* **WHAT THE EXERCISE ASKS**
Begin with the line that contains "Need: a dot on each instance of the wet" and transcribe each line after it, up to and including the last line of the listing below.

[Opening LISTED RECORDS section]

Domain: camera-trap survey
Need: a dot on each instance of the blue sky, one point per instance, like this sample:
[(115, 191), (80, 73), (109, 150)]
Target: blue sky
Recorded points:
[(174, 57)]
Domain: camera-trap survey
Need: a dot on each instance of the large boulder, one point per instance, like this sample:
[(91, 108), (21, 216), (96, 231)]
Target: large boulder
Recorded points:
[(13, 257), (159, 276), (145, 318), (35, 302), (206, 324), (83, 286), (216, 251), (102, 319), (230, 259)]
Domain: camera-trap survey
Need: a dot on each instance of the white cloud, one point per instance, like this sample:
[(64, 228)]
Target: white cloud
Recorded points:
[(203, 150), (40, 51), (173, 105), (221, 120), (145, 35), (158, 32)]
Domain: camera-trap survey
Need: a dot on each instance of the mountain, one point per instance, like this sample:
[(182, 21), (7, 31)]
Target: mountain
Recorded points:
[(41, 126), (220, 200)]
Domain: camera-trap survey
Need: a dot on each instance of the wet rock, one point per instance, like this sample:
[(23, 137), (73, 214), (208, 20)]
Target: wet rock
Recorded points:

[Closing LISTED RECORDS section]

* **SOLUTION FOR THIS EXERCISE**
Need: a dot on each instance of the wet rock, one point per instance, like this sample:
[(23, 137), (73, 214), (208, 20)]
Target: wet rock
Recorded points:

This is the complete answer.